• **Breve esercizio**
Trascrivi fedelmente il testo sulla responsabilità digitale, da "30.07.2024 - Tempo" giù fino a "inserisce quanto segue.", comprese queste parole.

• **Estratto scelto**

La responsabilità digitale oltre la firma

30.07.2024 - Tempo di lettura: 8'
La responsabilità digitale oltre la firma

Firmare un documento certifica la nostra assunzione di responsabilità rispetto al contenuto. Tuttavia, alcune modalità cartacee garantivano all’atto della firma e al documento firmato una certificazione e una percezione di sicurezza che nel digitale non sempre è presente. Oltre a questa mancanza, quali responsabilità abbiamo che vanno “oltre la firma”?

Abbiamo affrontato finora molte sfaccettature del tema della firma digitale: dai modi diversi per apporre una firma elettronica, all’Intelligenza Artificiale e identità digitale, alle firme elettroniche nell’uso dei processi aziendali, al legame tra blockchain e identità, solo per citarne alcuni. È in questo ricco panorama digitale che si inserisce quanto segue.

Responsabilità Digitale “oltre la firma”

• **Sezione dati**
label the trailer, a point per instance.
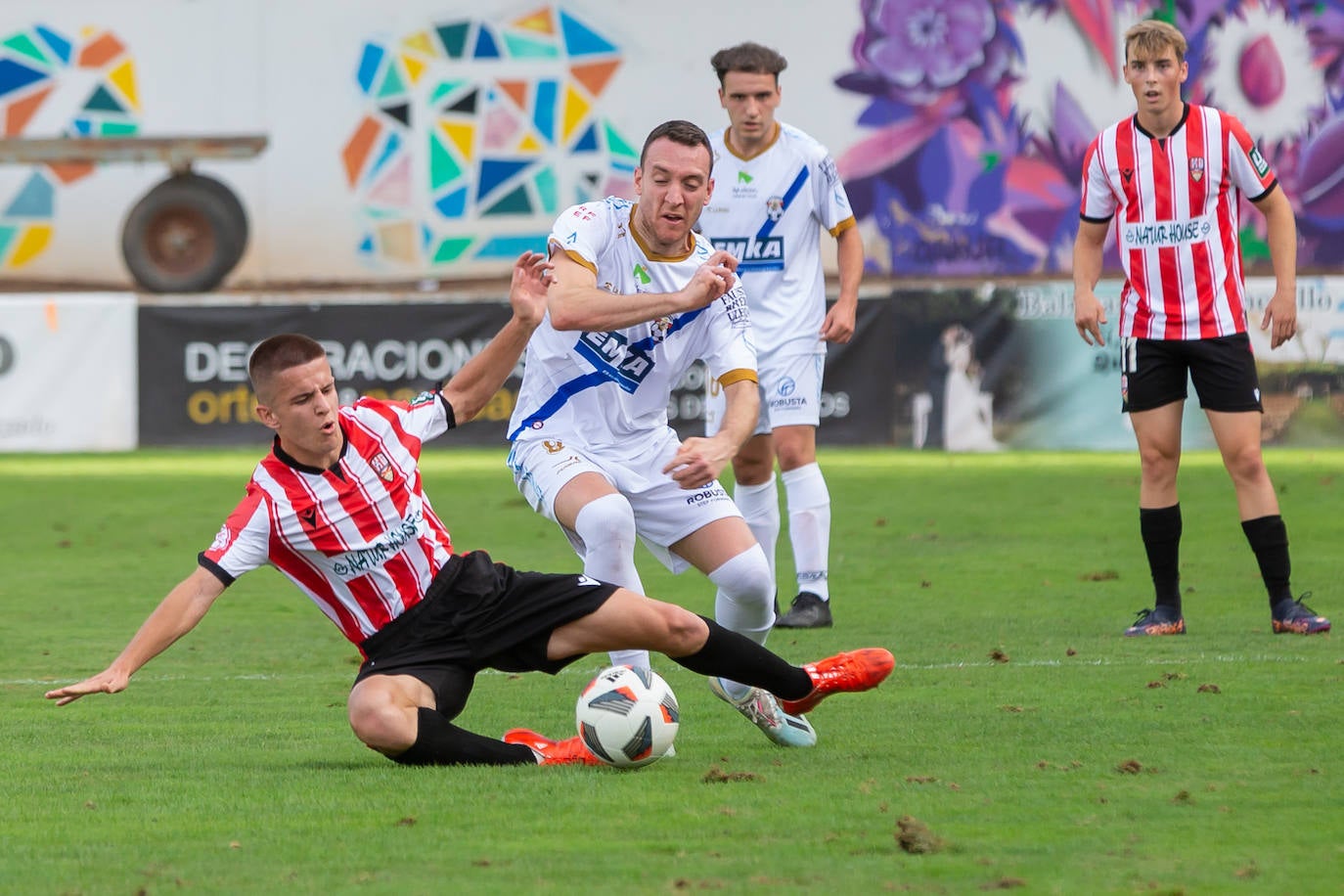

• **Risposta all'esercizio**
30.07.2024 - Tempo di lettura: 8'
La responsabilità digitale oltre la firma

Firmare un documento certifica la nostra assunzione di responsabilità rispetto al contenuto. Tuttavia, alcune modalità cartacee garantivano all’atto della firma e al documento firmato una certificazione e una percezione di sicurezza che nel digitale non sempre è presente. Oltre a questa mancanza, quali responsabilità abbiamo che vanno “oltre la firma”?

Abbiamo affrontato finora molte sfaccettature del tema della firma digitale: dai modi diversi per apporre una firma elettronica, all’Intelligenza Artificiale e identità digitale, alle firme elettroniche nell’uso dei processi aziendali, al legame tra blockchain e identità, solo per citarne alcuni. È in questo ricco panorama digitale che si inserisce quanto segue.